TRECHO DE ORIGEM →
_____
Foi o que já ocorreu nas gestões dos premiês macronistas Elisabeth Borne e o atual Gabriel Attal.

Em seu primeiro mandato, o partido de Macron dispunha de maioria absoluta na Câmara, mas em junho, quando as eleições foram convocadas, o grupo do presidente possuía 250 assentos - menos que a maioria absoluta (289).

O campo presidencial conseguiu se manter nos últimos dois anos porque em momento algum forças da direita radical, da esquerda e da direita moderada dos republicanos se uniram para derrubar o governo aprovando moções de censura.

O movimento de Macron conseguiu governar buscando, a cada projeto, maiorias na votação e também utilizou regularmente uma cláusula constitucional que permite aprovar um projeto dispensando o voto do parlamento, mas há uma série de regras para aplicá-la.

E agora, o grupo de Macron tem ainda menos assentos (168) no parlamento que antes (250).

A Nova Frente Popular de esquerda poderia tentar governar da mesma forma, mas precisaria buscar o apoio de mais de 90 deputados de outras correntes.

O campo macronista também poderia, nesse caso, conservar o poder, mas precisaria convencer cerca de 120 deputados de direita moderada ou de centro-esquerda a deixá-lo governar.
_____
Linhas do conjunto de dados
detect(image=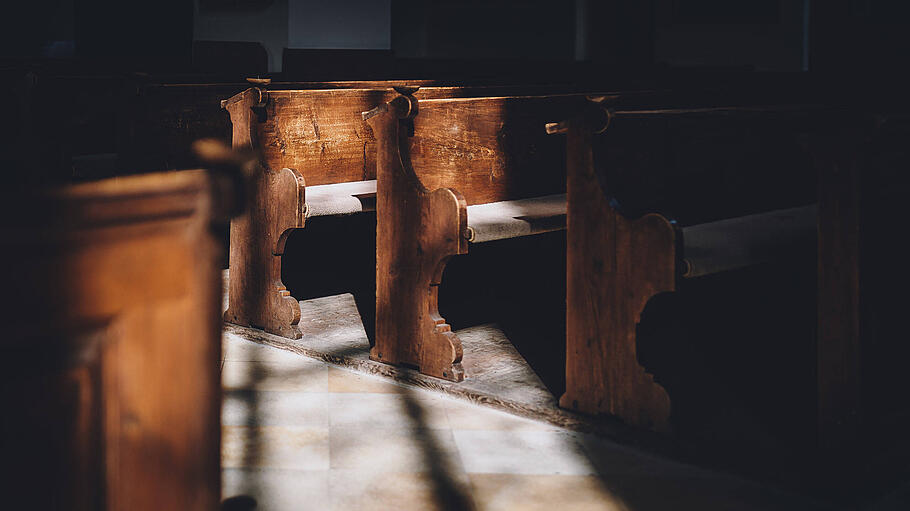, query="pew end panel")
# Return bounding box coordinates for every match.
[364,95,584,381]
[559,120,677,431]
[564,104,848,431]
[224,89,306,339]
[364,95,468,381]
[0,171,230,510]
_____
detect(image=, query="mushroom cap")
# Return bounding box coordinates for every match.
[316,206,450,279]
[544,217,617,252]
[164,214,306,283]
_____
OBJETIVO DO EXERCÍCIO → Por favor, prossiga com o texto sobre a falta de maioria do grupo de Macron no parlamento francês, começando logo após a última frase.

RESULTADO FINAL →
Especialistas estimam que, sem uma maioria clara e estável, um governo minoritário corre o risco de ser derrubado a qualquer instante pelo parlamento.

·        3) Um governo técnico:

É a possibilidade considerada mais remota. Se a negociação e o parlamento estiverem paralisados, poderiam ser nomeados ministros sem filiação partidária, especialistas em suas áreas, para administrar o dia a dia e implantar reformas consensuais, com o apoio, em função da medida, de diferentes blocos do parlamento.

Exemplos práticos desse modelo ocorreram em outro país europeu, a Itália, que já teve no passado recente quatro governos técnicos em tempos de crise, mas não por um longo período.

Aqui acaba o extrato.